[MATERIAL PROVIDED — start]

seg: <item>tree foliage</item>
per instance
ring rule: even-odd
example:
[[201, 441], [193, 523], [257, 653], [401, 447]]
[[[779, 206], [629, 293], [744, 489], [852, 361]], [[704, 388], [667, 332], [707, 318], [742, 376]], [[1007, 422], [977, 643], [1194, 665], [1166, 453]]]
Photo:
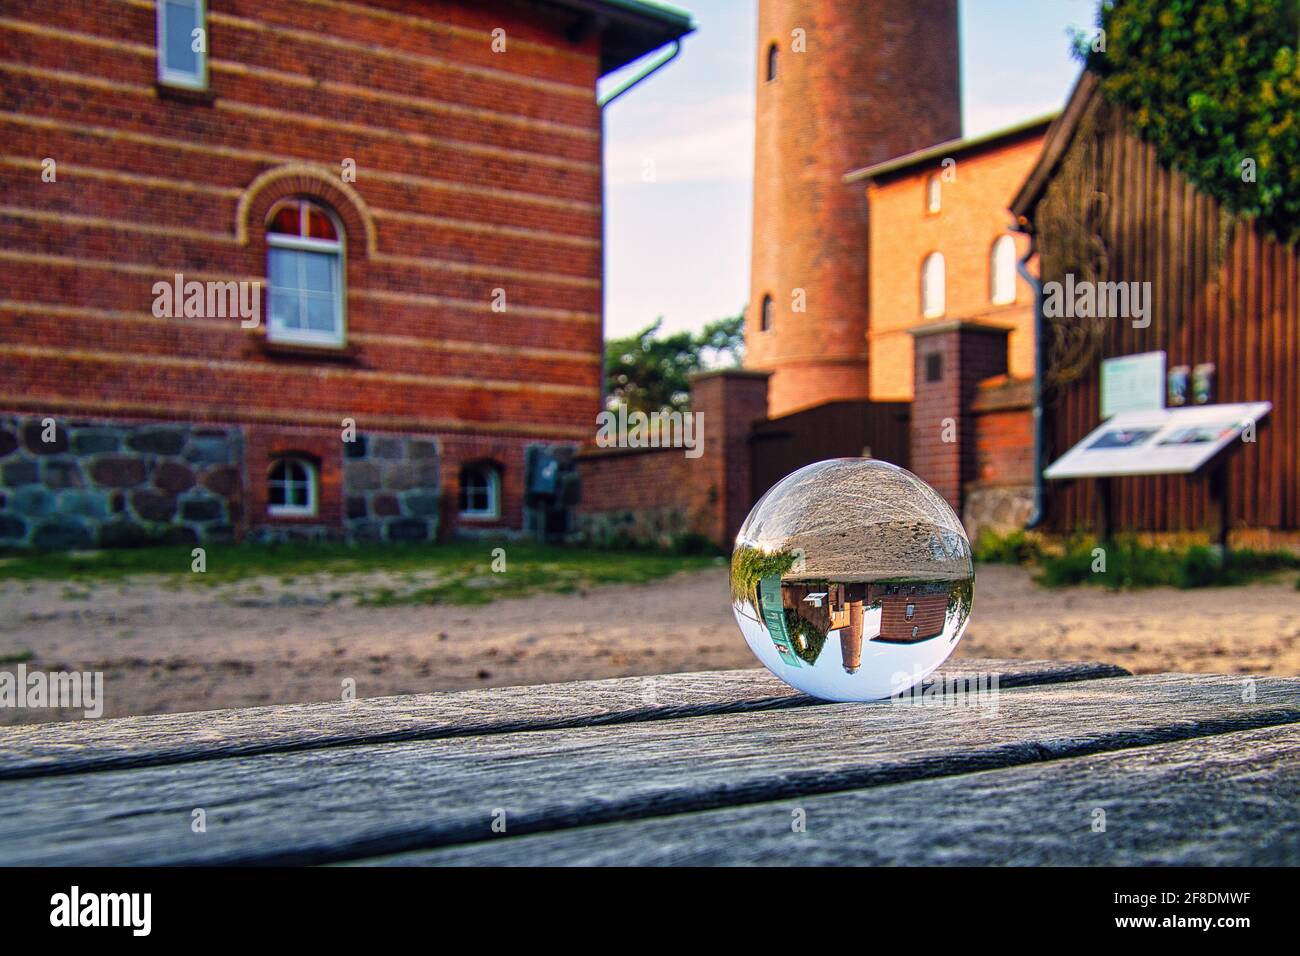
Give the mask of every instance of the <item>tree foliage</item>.
[[690, 377], [708, 368], [737, 366], [744, 351], [744, 314], [710, 322], [699, 332], [659, 334], [657, 319], [635, 335], [605, 343], [605, 391], [629, 411], [685, 411]]
[[1161, 161], [1300, 238], [1300, 0], [1106, 0], [1098, 26], [1076, 50]]

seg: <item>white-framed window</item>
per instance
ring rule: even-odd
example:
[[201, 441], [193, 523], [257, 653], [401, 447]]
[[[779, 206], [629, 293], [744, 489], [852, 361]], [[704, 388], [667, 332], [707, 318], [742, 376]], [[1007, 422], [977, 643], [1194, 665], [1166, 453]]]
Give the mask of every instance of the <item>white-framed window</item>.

[MATERIAL PROVIDED — finish]

◆ WORK TASK ◆
Apart from the pictures, every line above must be printed exactly.

◆ YOUR RESPONSE ◆
seg: <item>tree foliage</item>
per instance
ring rule: even-odd
example:
[[201, 441], [193, 523], [257, 653], [401, 447]]
[[[779, 206], [629, 293], [744, 489], [852, 361]], [[704, 388], [667, 332], [707, 318], [742, 376]], [[1007, 422], [977, 643], [1194, 665], [1166, 453]]]
Photo:
Give the mask of every instance of the <item>tree foliage</item>.
[[690, 377], [708, 368], [737, 366], [744, 351], [744, 314], [710, 322], [699, 332], [659, 334], [657, 319], [635, 335], [605, 343], [605, 391], [629, 411], [685, 411]]
[[1161, 161], [1300, 238], [1300, 0], [1106, 0], [1098, 26], [1076, 50]]

seg: <item>white-framed window</item>
per instance
ring rule: even-odd
example:
[[201, 441], [193, 523], [257, 653], [401, 447]]
[[[779, 206], [629, 293], [744, 489], [852, 361]], [[704, 388], [667, 332], [707, 318], [742, 376]], [[1007, 422], [977, 643], [1194, 665], [1166, 453]]]
Give the mask of every instance of the <item>white-framed window</item>.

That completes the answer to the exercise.